:: TRECHO DO TEXTO ::
1. Introdução
A judicialização da saúde tem se intensificado no Brasil, especialmente em casos envolvendo medicamentos de alto custo e de fornecimento restrito. Um exemplo recente é a decisão da 2ª Vara Cível de Poços de Caldas/MG, que obrigou uma operadora de saúde a custear o medicamento Panhematin, prescrito para uma criança com quadro grave de porfiria aguda intermitente.
A decisão reforça a proteção constitucional ao direito à vida e à saúde, além de consolidar entendimentos jurisprudenciais que limitam práticas abusivas das operadoras de planos de saúde, especialmente diante da urgência e da essencialidade do tratamento.
2. O Caso Concreto
A paciente, uma criança beneficiária de plano de saúde, foi internada após uma crise aguda de porfiria. O tratamento indicado pela médica responsável foi o uso do Panhematin, único medicamento aprovado no Brasil para a enfermidade e cujo custo médio gira em torno de R$ 500 mil.
:::
:: DADOS EXTRAÍDOS ::
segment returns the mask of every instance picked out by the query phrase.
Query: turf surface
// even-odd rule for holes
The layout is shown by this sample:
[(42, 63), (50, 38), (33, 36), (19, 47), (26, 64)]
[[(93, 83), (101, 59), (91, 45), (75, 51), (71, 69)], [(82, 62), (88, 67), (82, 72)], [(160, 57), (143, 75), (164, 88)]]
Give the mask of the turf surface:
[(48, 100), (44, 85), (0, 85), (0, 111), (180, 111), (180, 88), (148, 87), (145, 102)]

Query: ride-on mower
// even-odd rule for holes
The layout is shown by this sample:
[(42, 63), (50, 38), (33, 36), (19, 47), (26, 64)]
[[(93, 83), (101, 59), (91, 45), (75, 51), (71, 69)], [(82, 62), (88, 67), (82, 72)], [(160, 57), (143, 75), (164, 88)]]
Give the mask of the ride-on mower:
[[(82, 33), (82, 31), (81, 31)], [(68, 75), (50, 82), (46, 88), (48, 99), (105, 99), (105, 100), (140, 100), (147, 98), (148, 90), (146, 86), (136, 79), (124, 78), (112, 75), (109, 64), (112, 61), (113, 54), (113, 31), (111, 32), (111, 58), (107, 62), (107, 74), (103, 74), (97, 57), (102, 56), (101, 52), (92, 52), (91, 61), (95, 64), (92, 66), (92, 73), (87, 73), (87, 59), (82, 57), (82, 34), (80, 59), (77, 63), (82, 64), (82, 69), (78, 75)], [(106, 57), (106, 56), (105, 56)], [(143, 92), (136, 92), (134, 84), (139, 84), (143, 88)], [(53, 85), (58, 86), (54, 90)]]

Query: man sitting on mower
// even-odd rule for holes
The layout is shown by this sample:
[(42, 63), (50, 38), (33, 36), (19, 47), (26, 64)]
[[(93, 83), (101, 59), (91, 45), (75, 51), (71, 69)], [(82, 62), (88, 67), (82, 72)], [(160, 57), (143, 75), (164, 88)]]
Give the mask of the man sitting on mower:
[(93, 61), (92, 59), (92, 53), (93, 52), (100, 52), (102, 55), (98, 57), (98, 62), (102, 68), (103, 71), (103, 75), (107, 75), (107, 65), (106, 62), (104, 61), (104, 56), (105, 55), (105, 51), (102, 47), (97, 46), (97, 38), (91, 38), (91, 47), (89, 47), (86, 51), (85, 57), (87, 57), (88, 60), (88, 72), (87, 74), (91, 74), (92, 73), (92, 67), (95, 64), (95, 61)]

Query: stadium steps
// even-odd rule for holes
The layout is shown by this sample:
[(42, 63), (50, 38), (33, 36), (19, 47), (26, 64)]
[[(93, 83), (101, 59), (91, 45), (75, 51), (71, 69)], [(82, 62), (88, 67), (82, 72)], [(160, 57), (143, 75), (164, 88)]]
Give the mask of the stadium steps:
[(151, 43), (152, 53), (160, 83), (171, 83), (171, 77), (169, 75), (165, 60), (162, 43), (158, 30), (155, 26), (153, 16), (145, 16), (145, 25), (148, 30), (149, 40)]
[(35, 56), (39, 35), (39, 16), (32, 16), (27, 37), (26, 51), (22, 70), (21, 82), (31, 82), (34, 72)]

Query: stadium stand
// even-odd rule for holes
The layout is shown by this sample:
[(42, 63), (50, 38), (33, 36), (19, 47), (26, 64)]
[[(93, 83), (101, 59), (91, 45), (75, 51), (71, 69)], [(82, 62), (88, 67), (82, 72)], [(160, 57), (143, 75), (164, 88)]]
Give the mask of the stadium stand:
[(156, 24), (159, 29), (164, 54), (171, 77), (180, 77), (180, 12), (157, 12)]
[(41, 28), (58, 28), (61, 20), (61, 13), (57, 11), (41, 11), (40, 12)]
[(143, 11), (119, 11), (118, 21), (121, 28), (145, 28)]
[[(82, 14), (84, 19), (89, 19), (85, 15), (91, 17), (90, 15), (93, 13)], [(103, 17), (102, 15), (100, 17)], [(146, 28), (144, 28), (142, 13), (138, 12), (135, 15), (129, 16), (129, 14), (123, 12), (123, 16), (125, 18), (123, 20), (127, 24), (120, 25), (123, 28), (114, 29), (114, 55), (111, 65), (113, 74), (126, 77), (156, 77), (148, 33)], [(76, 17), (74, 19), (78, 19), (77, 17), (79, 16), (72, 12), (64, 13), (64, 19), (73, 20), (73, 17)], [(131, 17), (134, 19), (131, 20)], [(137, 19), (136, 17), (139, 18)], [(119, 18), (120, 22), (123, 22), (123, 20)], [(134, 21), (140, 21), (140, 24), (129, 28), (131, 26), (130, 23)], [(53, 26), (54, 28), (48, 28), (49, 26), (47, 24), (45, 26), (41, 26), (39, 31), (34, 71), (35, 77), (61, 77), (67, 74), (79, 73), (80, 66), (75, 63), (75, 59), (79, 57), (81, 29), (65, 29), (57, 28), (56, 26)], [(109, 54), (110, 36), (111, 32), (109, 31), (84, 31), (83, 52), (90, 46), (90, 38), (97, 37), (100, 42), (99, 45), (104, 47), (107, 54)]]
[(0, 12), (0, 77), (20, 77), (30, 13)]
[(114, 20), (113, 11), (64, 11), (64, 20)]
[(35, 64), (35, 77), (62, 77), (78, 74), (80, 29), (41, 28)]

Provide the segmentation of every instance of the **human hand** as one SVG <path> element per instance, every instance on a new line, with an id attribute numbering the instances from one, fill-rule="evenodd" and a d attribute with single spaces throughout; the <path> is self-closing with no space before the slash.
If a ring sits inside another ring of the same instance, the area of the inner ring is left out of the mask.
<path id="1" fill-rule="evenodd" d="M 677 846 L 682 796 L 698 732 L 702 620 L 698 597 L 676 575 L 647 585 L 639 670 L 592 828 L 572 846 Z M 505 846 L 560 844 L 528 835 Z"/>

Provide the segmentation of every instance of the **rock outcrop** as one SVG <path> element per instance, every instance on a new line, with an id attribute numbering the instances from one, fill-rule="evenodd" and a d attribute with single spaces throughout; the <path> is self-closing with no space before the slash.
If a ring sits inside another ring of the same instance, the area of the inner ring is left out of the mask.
:::
Responda com base no texto sobre a judicialização da saúde:
1. Qual vara proferiu a decisão que obrigou a operadora a custear o medicamento?
2. Qual é o quadro da criança para o qual o Panhematin foi prescrito?
3. Qual é o custo médio do Panhematin?
Não é preciso consultar as linhas para resolver o exercício.

→ **RESPOSTA**:
1. A 2ª Vara Cível de Poços de Caldas/MG.
2. Um quadro grave de porfiria aguda intermitente.
3. Cerca de R$ 500 mil.